◆ **Set task**
Lay out every line of the material below as a JSON list of strings, one string per line, with blank lines dropped. Omit the pictures from the list.

◆ **Material for this exercise**
══════════════════════════════
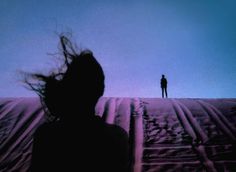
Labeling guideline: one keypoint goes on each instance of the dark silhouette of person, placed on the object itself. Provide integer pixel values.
(164, 86)
(76, 139)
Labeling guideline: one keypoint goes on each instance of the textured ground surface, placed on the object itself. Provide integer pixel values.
(165, 134)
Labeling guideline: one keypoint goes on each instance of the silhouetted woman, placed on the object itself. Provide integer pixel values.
(76, 139)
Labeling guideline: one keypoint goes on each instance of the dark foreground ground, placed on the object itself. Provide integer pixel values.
(165, 134)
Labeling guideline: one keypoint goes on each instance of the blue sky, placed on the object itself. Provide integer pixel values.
(191, 42)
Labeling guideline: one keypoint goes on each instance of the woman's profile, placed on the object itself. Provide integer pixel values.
(76, 139)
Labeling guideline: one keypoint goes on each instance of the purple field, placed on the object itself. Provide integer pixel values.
(165, 134)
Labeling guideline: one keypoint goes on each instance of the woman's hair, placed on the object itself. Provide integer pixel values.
(78, 81)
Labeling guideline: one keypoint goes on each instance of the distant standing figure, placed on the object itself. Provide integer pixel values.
(164, 86)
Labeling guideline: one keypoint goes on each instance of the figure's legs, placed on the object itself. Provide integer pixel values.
(166, 92)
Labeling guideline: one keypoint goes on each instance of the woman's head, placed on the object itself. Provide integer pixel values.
(79, 86)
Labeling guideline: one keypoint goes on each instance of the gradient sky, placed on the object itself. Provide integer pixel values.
(192, 42)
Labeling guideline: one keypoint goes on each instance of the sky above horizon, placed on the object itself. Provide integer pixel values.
(191, 42)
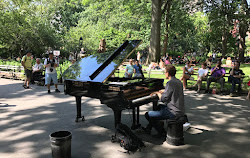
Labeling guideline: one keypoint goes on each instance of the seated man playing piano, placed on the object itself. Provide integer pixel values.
(173, 103)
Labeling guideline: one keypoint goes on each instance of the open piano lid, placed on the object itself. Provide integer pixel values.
(99, 67)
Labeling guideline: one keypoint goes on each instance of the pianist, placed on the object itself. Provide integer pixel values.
(129, 69)
(173, 103)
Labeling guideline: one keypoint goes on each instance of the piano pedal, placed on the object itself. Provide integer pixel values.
(77, 118)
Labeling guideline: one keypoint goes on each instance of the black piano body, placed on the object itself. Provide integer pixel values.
(92, 77)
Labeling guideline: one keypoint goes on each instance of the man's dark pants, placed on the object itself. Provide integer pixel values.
(218, 80)
(234, 81)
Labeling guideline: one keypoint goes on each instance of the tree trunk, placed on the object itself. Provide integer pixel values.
(224, 43)
(154, 49)
(165, 42)
(243, 27)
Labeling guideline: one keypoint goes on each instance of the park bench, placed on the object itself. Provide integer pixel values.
(11, 71)
(194, 77)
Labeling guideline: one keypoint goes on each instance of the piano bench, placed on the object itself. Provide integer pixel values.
(175, 130)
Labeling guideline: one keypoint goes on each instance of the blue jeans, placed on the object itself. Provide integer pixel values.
(234, 81)
(153, 118)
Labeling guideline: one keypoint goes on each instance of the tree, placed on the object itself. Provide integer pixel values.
(155, 49)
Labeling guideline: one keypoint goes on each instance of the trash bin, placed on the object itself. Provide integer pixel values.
(61, 144)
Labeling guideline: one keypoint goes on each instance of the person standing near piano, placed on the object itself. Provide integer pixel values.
(129, 69)
(172, 105)
(50, 71)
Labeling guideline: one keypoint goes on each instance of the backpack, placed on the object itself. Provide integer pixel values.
(127, 139)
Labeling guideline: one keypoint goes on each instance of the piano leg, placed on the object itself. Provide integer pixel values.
(117, 115)
(78, 109)
(155, 104)
(136, 122)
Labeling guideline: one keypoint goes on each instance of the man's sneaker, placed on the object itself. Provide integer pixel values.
(160, 135)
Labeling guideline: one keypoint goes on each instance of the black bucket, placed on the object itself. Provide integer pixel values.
(61, 144)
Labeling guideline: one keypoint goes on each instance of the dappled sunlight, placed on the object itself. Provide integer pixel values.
(95, 129)
(208, 155)
(237, 130)
(21, 134)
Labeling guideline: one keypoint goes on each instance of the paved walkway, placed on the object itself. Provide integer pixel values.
(220, 126)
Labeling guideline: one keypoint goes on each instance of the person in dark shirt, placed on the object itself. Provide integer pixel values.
(173, 103)
(235, 77)
(217, 74)
(138, 69)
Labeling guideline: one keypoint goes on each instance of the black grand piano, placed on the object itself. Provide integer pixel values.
(93, 76)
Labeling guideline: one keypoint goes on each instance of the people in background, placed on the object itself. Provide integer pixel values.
(167, 62)
(228, 62)
(187, 72)
(235, 77)
(161, 64)
(138, 57)
(202, 75)
(217, 74)
(129, 69)
(138, 69)
(27, 65)
(193, 61)
(50, 72)
(173, 103)
(37, 70)
(209, 62)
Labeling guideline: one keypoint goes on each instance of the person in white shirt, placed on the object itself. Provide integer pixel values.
(37, 70)
(202, 75)
(187, 72)
(50, 72)
(38, 67)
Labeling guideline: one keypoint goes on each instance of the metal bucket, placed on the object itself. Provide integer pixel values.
(61, 144)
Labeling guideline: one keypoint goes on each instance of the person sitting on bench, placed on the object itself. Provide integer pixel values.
(217, 74)
(188, 70)
(173, 103)
(235, 77)
(202, 74)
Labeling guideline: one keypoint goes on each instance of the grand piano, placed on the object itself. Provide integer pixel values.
(93, 76)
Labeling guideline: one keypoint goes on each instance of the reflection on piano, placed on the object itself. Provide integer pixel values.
(91, 77)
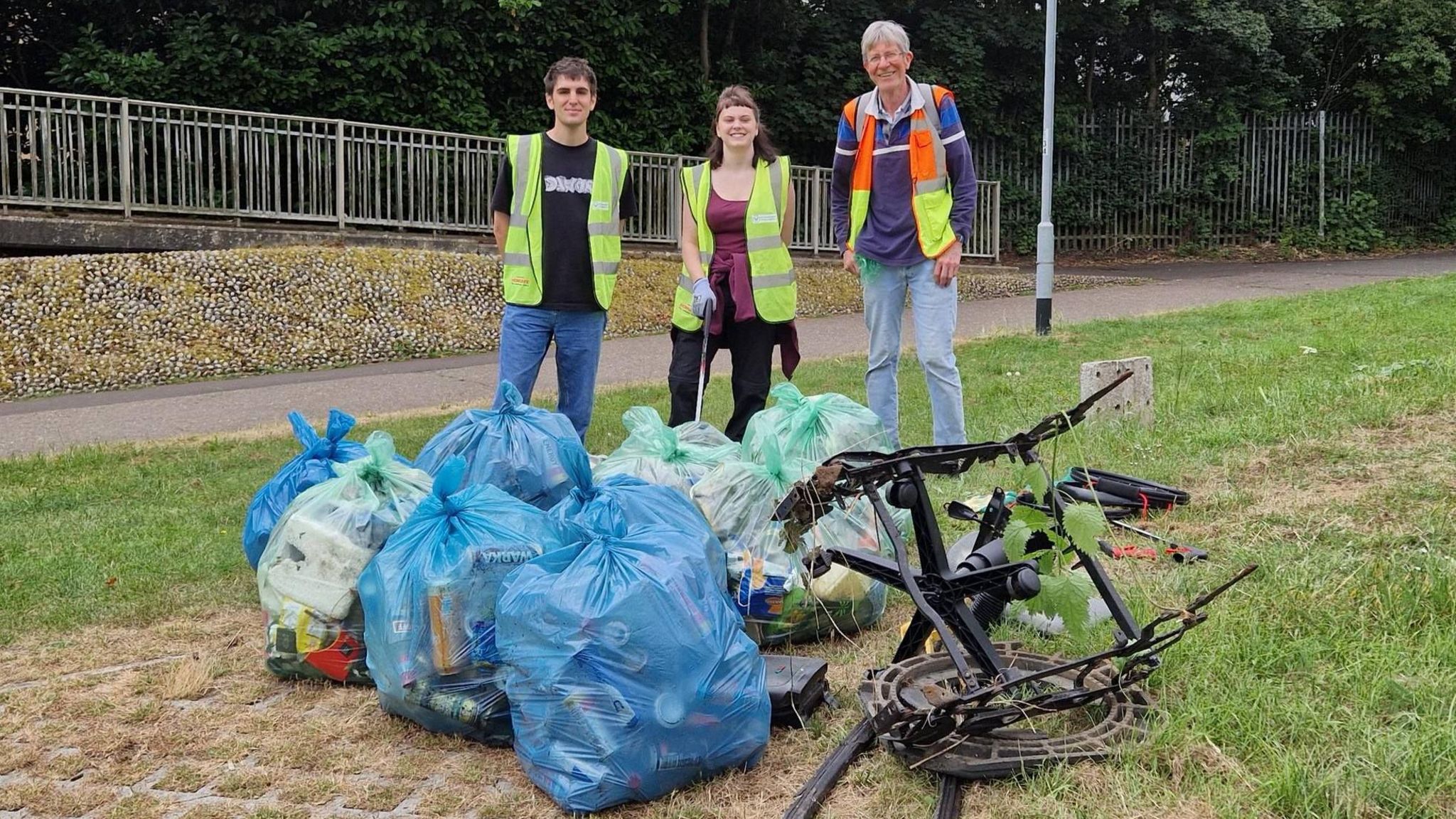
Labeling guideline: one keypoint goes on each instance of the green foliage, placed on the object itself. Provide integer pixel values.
══════════════════════════════
◆ **Finished answer**
[
  "Labeling guideline: one keypoint goes on each instance of the dark silhouette of person, placed on the object itself. Provide integer pixel values.",
  "(164, 86)",
  "(76, 139)",
  "Labeling guideline: one keypoint goes on each instance of the textured ground surface, placed on the object itself. Provide integer pixel values.",
  "(165, 134)",
  "Labeling guideline: one keypoint goes on each instance of the silhouetted woman, placed on the object itself. Provide integer pixel values.",
  "(76, 139)",
  "Labeling guideline: one keypoint goes on each instance of the dark foreground ground, placed on the object itself. Provide integer pixel values.",
  "(165, 134)",
  "Labeling guideline: one keypoint goes on each instance of the blue sky, placed on the object itself. Provide integer pixel values.",
  "(191, 42)",
  "Labeling guideline: one keypoint goes on each instance of the woman's profile, placed on the object itself. Provide integer pixel values.",
  "(76, 139)",
  "Labeling guideline: one keypoint goes on each instance of the purple field, placed on the object itself. Provide integer pixel values.",
  "(165, 134)",
  "Labeling guideline: one keypoint goes on each instance of the woman's hair, placed on the object itself. Provide integer pixel values.",
  "(78, 81)",
  "Labeling guideline: one keypoint goes on each instance of the distant standing figure, placed on the object itself. Provide integer pixel values.",
  "(164, 86)",
  "Labeling guideline: one keypoint goes on each instance of the figure's legs, placed on the object itself. Provide integer pixel values.",
  "(166, 92)",
  "Labeling guideline: one keypoint goes on each instance of the woman's head, placed on the object itself. Provide integer pixel values.",
  "(79, 86)",
  "Labeling guideline: one keypoint goes on each instance of the gradient sky, placed on the object itself. Provide integer pixel values.",
  "(192, 42)",
  "Labeling guideline: one keypoint goes on each instance of the sky above horizon, placed on the object itself. Provide integer pixel values.",
  "(191, 42)",
  "Labeling guideline: one keypoint goes on each instance of the seated man playing piano, placed on the object itself. Provide integer pixel values.",
  "(173, 103)",
  "Labeling guideline: one keypoint goes on each instance of the open piano lid, placed on the object itself. Provide integer pixel values.",
  "(99, 67)",
  "Labeling guideline: one keypoint goes on each instance of the pianist, placed on the object itself. Provide integer pixel values.",
  "(129, 69)",
  "(173, 103)",
  "Labeling guideline: one keypoint goes on each instance of the piano pedal, placed on the object itself. Provide integer pixel values.",
  "(77, 118)",
  "Labeling guideline: one keypoint goes on each instance of the black piano body, placed on the object itself. Provide integer pixel values.",
  "(92, 77)",
  "Labeling guideline: one keypoint goes on each instance of the man's dark pants, placed on the object itself. Provide integer pixel values.",
  "(218, 80)",
  "(234, 81)",
  "Labeling guideline: one keypoint goes on each instance of the tree trunk, placed on the object itself. Provide integer pixel values.",
  "(224, 43)",
  "(154, 49)",
  "(165, 42)",
  "(243, 27)",
  "Labeling guideline: one keypoint goes on each instance of the park bench, placed on the object itself. Provide integer pixel values.",
  "(11, 71)",
  "(194, 77)",
  "Labeling guideline: one keypoint goes on each instance of the piano bench, placed on the object itself. Provide integer pixel values.",
  "(175, 130)",
  "Labeling guideline: one keypoint goes on each instance of the blue jeans, placed on the object itself. Provide integer pixel values.",
  "(234, 81)",
  "(153, 118)",
  "Labeling guideline: one keypoint goes on each instance of the tree, placed on the object itself. Provide integer pixel values.",
  "(155, 49)",
  "Labeling guideline: one keypoint goes on each instance of the trash bin, placed on the object itself. Provide integer pixel values.",
  "(61, 144)",
  "Labeling guideline: one keypoint goes on each instance of the person standing near piano, placed on the object itself. Provide integer pixel values.",
  "(129, 69)",
  "(172, 105)",
  "(50, 71)",
  "Labeling guideline: one keypoint goes on each instance of the backpack, placed on the object itself. Provide integer pixel values.",
  "(127, 139)",
  "Labeling guideline: one keypoint goes on each instance of the piano leg, placed on the object itself. Provide integer pixel values.",
  "(117, 115)",
  "(78, 109)",
  "(155, 104)",
  "(136, 122)",
  "Labeling guideline: one keypoint goes on each instance of the man's sneaker, placed on the object itself. Provide integer pixel values.",
  "(160, 135)",
  "Labeling guideline: one keypoint goes on each instance of the black bucket, placed on the object itself. Provide integer pixel values.",
  "(61, 144)",
  "Labeling guideline: one keypoint goes on each instance of the dappled sunlight, placed on the object itself. Provide integer pixel values.",
  "(95, 129)",
  "(208, 155)",
  "(237, 130)",
  "(21, 134)",
  "Labeling guideline: one keypoint goes on each instance of the paved walkway, placed on the object itself. Provide integer pixel values.",
  "(220, 126)",
  "Labeling guideline: one keypoint goes on each instance of the person in dark shirt, placed on the object itself. Provide integer pixel values.",
  "(173, 103)",
  "(235, 77)",
  "(217, 74)",
  "(138, 69)",
  "Labeling guideline: one keypoint goes on each instance of the black grand piano, placed on the object itself. Provide integer pixel values.",
  "(93, 76)",
  "Labeling guideline: one keypoint goes on each instance of the people in background, placed on the object itself. Provide integer pixel values.",
  "(167, 62)",
  "(228, 62)",
  "(187, 72)",
  "(235, 77)",
  "(161, 64)",
  "(138, 57)",
  "(202, 75)",
  "(217, 74)",
  "(129, 69)",
  "(138, 69)",
  "(27, 65)",
  "(193, 61)",
  "(50, 72)",
  "(173, 103)",
  "(37, 70)",
  "(209, 62)",
  "Labeling guideline: one keypoint goes on each instance of the person in white shirt, placed on the object itself. Provide integer pixel values.",
  "(37, 70)",
  "(202, 75)",
  "(187, 72)",
  "(50, 72)",
  "(38, 67)",
  "Labeling guideline: one keypoint goes on each instance of the metal bucket, placed on the object itself. Provide integer pixel values.",
  "(61, 144)",
  "Labeling guideline: one keypoint goes on each instance of the person sitting on bench, placed on the object itself. Provide integer pixel values.",
  "(217, 74)",
  "(188, 70)",
  "(173, 103)",
  "(235, 77)",
  "(202, 74)",
  "Labeling guideline: one keypoint goes on each instance of the grand piano, placed on the object itself. Provide integer pixel values.",
  "(93, 76)",
  "Labeling guideline: one keypoint goes on each instance of the reflection on piano, placed on the object itself. Provide integer pixel values.",
  "(91, 77)",
  "Labeling guideline: one keypoint goes on each instance of the green foliage, placed on the object itself. Provide integer pixel values."
]